» OBIETTIVO
Leggi il testo sul rientro dello Shuttle e di' se le affermazioni (a), (b) e (c) concordano con esso, rispondendo sì o no e citando alla lettera le parole che lo decidono. (a) Lo Shuttle è costruito stabile come un aereo classico. (b) Il pilota automatico non sa gestire situazioni che non conosce. (c) Il sensore di pressione ha registrato una linea costante da 30 a 20 secondi prima dell'incidente.

Quando si fa una virata però sorgono dei problemi, tipici del mondo aeronautico e assenti in quello spaziale, quali sono gli accoppiamenti degli effetti: quando abbasso l’elevon di destra per compiere una virata (a destra) ottengo un rollio dovuto alla differenza di portanza (tra semiala destra e sinistra) e un’imbardata dovuta alla differenza di resistenza. Quindi il mio muso si alzerà in alto a destra. Un aereo (o un aliante) classico sono costruiti ‘stabili’ e l’effetto diedro riporta il velivolo in condizioni di stabilità… ma uno Shuttle è instabile! Quindi la correzione per evitare di perdere il controllo è gestita dal pilota automatico.
E qui sorge il problema: il computer, cioè il pilota automatico, è capace di risolvere situazioni ben preordinate, non sa gestire situazioni che non conosce.
Se la configurazione aerodinamica dello Shuttle in rientro non è quella prevista dal computer, come nel caso di un ‘buco’ in una semiala, in cui il profilo aerodinamico risulta per forza essere asimmetrico, questi non sa gestire più la situazione… il velivolo perde stabilità, entra in vite piatta, i carichi aerodinamici anomali, aiutati dalla perdita di resistenza meccanica della struttura dovuta al surriscaldamento nel ‘buco’ (non più quindi la causa principale ma una concausa), portano al distacco della semiala e al tragico finale che tutti conosciamo.
Le prove? Poche, ma che fanno sicuramente pensare: a parte la matematica e le considerazioni della meccanica del volo che vi ho appena esposto:
il sensore di pressione totale della superficie inferiore della semiala sinistra: da 30 secondi a 20 prima dell’incidente la pressione è una linea costante, poi succede qualcosa e questa linea cominicia ad ondeggiare per poi diventare una sinusoide regolare per 15 secondi prima dell’interruzione del segnale. (dalla scatola nera del Columbia).

(Record di annotazione della posizione)
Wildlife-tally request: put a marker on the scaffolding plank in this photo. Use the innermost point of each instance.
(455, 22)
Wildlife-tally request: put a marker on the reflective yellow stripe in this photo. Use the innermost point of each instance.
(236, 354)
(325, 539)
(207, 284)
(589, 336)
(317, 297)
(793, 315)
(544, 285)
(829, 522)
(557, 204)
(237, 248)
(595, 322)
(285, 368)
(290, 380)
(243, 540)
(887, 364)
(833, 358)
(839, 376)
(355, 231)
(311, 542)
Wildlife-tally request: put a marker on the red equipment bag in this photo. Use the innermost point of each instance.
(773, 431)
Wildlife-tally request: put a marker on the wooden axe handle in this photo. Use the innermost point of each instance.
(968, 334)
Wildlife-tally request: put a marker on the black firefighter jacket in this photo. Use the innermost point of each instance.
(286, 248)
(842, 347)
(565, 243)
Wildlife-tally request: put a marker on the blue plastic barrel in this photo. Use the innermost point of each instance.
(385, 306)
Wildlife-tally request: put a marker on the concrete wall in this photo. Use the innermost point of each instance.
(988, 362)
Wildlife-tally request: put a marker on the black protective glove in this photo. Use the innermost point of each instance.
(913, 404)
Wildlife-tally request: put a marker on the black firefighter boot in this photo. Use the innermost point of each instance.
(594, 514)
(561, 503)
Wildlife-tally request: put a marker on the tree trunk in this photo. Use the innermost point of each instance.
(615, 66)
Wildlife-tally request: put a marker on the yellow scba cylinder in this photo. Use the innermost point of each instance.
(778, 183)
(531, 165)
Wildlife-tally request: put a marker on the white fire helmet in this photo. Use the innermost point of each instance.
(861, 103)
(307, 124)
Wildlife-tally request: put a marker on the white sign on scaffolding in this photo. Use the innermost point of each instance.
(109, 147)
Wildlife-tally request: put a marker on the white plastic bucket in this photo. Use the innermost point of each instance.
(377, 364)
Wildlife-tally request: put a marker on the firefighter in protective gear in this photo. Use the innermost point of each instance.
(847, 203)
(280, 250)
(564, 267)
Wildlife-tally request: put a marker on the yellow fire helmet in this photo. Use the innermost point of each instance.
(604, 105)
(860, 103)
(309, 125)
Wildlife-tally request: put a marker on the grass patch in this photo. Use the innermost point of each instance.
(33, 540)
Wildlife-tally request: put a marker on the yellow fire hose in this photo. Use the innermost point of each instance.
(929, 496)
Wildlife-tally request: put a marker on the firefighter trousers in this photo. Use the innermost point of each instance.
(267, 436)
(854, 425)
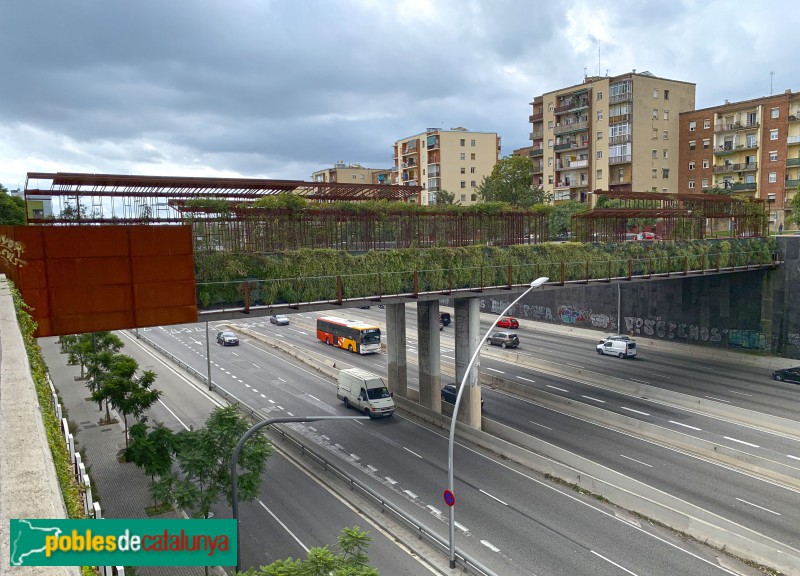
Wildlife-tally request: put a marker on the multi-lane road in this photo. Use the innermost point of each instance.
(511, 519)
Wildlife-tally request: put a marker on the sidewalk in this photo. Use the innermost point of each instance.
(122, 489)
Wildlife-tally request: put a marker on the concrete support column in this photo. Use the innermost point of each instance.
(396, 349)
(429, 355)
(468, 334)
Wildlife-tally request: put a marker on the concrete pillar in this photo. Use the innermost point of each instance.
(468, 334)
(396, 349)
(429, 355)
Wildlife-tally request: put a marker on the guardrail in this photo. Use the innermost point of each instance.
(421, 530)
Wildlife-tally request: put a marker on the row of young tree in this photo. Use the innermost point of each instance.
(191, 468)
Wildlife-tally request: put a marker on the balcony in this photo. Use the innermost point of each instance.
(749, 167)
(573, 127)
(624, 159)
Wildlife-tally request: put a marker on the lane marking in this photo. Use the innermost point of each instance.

» RISPOSTA SCRITTA
(a) No: "ma uno Shuttle è instabile!"
(b) Sì: "non sa gestire situazioni che non conosce"
(c) Sì: "da 30 secondi a 20 prima dell’incidente la pressione è una linea costante"